**Text to read:**

┌──

Thursday, November 27, 2008

Gold

Nature's first green is gold,
Her hardest hue to hold.
Her early leaf's a flower;
But only so an hour.
Then leaf subsides to leaf.
So Eden sank to grief,
So dawn goes down to day.
Nothing gold can stay.

~Robert Frost


This is something I have long been afraid of - that gold, which is so elusive to begin with, and so hard-won, will elude me even when it seems to finally be in my hands. Even when I am happy and fulfilled, there is that slight, nagging worry that is looking to the future when that happiness will be lost or taken away. Some things are just too good to be true.

It's a stupid and self-defeating way to go through life, I know. I try not to. And yet, time and time again, my caution has often proven correct. Sometimes, perhaps, one could say it was a self-fulfilling prophecy, and I am aware of the danger of that road. I try to self-correct to guard against that.

Once again, gold is in my hands. Once again, I have reason to believe that it might soon be lost. But I have no way of knowing for sure without making it even more likely that I'm right. So instead I nervously await my fate, hoping that I'm wrong but fearing that I'm right. It's like when I sit at home after a really good date, expecting the phone call from the shadchan telling me the guy isn't interested, except that more is at stake than my pride now.

There is very, very little I can do. Mostly what I can do is carry on as usual, as if I am not expecting anything to change. Act normal, and maybe things will continue to be normal.

I hope.

8 comments:

nmf #7 said...

Wishing you luck at keeping that gold for as long as you can- simply for the hope and serenity that it brings.

corner point said...

((((HUGS))))

Remember that whatever happens.....we're here for you.

And it's all Good. Somehow. You helped show me that...

└──

**Provided information:**

┌──

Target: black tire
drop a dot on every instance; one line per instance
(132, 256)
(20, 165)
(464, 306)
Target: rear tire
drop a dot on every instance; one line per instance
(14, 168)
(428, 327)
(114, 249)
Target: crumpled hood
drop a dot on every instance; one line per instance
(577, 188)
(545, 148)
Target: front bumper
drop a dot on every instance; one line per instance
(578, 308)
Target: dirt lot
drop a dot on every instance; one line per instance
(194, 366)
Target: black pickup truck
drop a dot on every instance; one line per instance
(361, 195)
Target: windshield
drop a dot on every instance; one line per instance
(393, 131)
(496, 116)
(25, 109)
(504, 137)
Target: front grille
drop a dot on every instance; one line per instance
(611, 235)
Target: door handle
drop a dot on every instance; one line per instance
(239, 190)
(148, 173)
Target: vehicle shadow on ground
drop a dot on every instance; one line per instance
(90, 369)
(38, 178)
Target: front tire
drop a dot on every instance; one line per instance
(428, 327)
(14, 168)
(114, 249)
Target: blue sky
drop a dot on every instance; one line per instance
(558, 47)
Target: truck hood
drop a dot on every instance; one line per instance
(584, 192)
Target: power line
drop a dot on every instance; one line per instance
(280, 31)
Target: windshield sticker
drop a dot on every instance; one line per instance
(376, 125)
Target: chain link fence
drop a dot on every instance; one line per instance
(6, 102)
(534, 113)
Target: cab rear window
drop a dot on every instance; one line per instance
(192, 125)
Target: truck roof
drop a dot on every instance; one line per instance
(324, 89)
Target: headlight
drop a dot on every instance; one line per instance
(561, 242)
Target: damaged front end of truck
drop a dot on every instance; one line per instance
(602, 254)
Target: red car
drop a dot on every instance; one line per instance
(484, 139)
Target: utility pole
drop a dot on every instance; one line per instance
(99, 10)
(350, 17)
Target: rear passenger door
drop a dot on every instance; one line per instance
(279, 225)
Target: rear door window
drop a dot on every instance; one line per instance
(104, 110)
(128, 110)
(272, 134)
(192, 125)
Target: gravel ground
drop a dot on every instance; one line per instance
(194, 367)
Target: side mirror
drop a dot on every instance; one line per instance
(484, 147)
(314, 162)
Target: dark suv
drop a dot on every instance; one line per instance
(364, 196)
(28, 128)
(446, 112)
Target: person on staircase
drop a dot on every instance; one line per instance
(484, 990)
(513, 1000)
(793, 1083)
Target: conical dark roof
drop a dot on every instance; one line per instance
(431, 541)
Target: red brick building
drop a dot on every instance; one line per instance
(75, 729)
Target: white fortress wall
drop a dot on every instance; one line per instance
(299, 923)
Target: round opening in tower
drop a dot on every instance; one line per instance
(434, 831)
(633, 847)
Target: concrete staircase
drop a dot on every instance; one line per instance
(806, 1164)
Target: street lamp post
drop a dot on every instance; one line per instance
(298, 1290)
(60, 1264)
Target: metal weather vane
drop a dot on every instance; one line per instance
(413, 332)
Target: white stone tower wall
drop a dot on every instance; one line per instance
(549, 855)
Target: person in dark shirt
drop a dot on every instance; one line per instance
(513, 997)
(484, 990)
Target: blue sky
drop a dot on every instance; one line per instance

└──

**Problems:**
1 > Rewrite the lines of the blog post between "Nature's first green" and "to be true.", inclusive, replacing "Eden" with "Paradise".
2 > Answer these questions using the blog post.
(a) To whom is the poem attributed?
(b) After a really good date, whom does the writer expect a phone call from?
(c) How many comments does the blog post report?

**Expected answers:**
1 >
Nature's first green is gold,
Her hardest hue to hold.
Her early leaf's a flower;
But only so an hour.
Then leaf subsides to leaf.
So Paradise sank to grief,
So dawn goes down to day.
Nothing gold can stay.

~Robert Frost


This is something I have long been afraid of - that gold, which is so elusive to begin with, and so hard-won, will elude me even when it seems to finally be in my hands. Even when I am happy and fulfilled, there is that slight, nagging worry that is looking to the future when that happiness will be lost or taken away. Some things are just too good to be true.

2 >
(a) Robert Frost
(b) The shadchan
(c) 8